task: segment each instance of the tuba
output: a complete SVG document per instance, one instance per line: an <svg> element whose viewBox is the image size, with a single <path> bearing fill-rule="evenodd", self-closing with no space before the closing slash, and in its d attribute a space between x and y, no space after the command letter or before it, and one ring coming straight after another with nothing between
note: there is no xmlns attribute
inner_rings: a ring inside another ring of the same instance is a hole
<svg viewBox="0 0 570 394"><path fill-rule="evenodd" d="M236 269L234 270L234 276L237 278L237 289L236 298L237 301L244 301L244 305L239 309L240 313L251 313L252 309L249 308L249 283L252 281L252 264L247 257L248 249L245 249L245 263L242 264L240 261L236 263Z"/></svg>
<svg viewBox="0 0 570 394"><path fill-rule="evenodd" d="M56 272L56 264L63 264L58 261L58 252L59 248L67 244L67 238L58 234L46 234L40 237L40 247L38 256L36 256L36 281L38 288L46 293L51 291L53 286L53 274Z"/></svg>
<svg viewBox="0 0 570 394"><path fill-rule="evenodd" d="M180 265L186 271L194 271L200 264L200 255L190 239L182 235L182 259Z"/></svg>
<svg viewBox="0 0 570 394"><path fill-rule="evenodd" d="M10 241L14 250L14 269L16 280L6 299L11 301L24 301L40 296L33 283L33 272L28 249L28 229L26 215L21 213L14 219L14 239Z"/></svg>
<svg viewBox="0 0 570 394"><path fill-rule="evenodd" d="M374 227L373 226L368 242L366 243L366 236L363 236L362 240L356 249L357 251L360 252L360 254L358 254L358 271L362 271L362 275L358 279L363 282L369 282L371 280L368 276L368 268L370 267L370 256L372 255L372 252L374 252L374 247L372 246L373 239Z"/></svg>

....................

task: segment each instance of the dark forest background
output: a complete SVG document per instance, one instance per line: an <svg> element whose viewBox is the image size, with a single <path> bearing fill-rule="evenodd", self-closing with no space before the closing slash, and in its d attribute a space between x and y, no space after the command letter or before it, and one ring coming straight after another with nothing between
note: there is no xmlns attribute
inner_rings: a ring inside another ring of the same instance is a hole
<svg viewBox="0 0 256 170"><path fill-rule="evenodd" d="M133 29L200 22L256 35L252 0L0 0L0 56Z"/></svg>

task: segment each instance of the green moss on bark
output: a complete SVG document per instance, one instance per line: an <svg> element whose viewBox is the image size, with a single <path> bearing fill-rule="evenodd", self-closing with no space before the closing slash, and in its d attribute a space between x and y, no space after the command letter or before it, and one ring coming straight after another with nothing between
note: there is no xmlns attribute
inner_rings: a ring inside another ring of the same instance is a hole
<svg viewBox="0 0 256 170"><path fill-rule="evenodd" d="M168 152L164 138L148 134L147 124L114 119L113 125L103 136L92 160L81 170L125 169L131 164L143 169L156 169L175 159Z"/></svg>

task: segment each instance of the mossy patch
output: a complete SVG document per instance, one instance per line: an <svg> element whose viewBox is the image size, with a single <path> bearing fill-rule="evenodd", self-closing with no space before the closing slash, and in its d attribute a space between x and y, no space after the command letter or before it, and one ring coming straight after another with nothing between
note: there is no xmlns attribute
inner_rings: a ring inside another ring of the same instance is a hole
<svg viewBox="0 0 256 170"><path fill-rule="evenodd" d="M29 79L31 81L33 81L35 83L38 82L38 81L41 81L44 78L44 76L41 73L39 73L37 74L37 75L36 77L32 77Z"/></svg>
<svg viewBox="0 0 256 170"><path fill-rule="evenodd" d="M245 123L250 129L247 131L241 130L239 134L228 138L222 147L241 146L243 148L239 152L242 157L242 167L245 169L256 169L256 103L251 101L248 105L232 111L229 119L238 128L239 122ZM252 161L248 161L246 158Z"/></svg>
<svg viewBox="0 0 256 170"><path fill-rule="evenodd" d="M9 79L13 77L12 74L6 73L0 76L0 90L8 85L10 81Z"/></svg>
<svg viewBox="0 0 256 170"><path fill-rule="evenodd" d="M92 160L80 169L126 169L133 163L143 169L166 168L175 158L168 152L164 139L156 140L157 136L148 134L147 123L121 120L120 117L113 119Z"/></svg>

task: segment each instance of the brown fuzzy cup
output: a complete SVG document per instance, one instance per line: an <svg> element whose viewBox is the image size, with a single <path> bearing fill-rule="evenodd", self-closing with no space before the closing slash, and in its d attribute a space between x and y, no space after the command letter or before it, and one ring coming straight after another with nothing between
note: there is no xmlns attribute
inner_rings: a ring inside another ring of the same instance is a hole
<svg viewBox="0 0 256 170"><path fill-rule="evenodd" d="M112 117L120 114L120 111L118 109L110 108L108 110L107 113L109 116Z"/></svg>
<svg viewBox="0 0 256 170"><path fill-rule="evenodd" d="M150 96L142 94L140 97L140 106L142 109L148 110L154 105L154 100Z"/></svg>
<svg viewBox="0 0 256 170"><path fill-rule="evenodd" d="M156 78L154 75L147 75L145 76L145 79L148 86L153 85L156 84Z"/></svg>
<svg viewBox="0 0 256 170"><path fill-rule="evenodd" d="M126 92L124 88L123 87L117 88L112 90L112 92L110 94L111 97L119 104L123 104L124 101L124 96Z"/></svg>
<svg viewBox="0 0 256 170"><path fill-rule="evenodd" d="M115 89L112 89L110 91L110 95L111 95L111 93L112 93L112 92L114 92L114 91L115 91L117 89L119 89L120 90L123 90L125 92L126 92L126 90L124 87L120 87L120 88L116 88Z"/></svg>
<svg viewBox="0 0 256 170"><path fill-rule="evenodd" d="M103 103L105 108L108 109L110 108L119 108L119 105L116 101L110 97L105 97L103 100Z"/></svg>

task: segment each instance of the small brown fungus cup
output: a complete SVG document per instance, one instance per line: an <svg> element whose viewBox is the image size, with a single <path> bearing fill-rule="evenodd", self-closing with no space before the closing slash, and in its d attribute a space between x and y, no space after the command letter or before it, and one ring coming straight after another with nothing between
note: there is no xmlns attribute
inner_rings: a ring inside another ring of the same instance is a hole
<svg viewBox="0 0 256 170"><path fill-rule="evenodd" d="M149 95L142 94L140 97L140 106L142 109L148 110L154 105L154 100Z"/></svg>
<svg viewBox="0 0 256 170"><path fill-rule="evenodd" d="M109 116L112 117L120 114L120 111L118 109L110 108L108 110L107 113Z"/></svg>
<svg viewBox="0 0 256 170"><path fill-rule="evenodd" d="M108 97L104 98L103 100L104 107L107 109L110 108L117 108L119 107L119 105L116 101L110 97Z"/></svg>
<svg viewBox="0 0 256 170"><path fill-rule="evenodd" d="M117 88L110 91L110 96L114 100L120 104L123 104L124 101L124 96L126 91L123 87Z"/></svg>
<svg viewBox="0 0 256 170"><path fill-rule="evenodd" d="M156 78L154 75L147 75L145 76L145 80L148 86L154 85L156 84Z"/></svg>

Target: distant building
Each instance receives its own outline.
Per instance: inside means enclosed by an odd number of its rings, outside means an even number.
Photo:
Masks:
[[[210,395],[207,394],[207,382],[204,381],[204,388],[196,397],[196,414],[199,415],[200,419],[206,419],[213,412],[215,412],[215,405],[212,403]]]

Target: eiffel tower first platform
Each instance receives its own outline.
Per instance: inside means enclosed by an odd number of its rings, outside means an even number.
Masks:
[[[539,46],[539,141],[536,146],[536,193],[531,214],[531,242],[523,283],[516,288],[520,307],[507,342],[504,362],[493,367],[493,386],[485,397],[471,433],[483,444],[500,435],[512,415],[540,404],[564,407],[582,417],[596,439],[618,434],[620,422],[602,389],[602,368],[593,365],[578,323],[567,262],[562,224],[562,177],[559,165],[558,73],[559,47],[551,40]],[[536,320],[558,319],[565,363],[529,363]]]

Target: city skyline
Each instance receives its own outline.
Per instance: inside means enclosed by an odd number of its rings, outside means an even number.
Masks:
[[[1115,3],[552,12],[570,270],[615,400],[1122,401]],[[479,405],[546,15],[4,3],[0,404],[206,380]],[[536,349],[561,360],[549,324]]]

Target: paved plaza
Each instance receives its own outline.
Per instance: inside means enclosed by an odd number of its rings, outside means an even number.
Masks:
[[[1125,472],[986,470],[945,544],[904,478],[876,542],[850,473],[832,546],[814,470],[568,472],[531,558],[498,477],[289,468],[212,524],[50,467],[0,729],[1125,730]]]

....................

Copy out the data from the line containing "task: segment each instance of the tuba" through the line containing "241L14 250L14 269L16", both included, reproducing each line verbatim.

task: segment each instance of the tuba
output: a complete SVG document per instance, one instance per line: an <svg> element whose viewBox is the image size, with a single <path> bearing fill-rule="evenodd", self-closing with no space before the closing slash, and in its d attribute a space between x and y, no space after the command letter or before it, and one ring coming straight after another with nothing between
note: there is no xmlns attribute
inner_rings: a ring inside another ring of the same instance is a hole
<svg viewBox="0 0 570 394"><path fill-rule="evenodd" d="M236 269L234 270L234 276L237 278L237 289L236 298L237 301L244 301L244 305L239 309L240 313L251 313L252 309L249 308L249 283L252 281L252 264L247 257L248 249L245 249L245 263L242 264L240 261L236 263Z"/></svg>
<svg viewBox="0 0 570 394"><path fill-rule="evenodd" d="M56 272L56 264L63 264L58 261L58 252L59 248L67 244L67 238L58 234L46 234L40 237L40 247L38 256L36 256L36 281L38 288L46 293L51 291L53 286L53 274Z"/></svg>
<svg viewBox="0 0 570 394"><path fill-rule="evenodd" d="M180 265L186 271L194 271L200 264L200 255L190 239L182 235L182 259Z"/></svg>
<svg viewBox="0 0 570 394"><path fill-rule="evenodd" d="M10 241L14 250L14 269L16 280L6 299L11 301L24 301L40 296L33 283L33 272L28 249L28 229L26 215L21 213L14 219L14 239Z"/></svg>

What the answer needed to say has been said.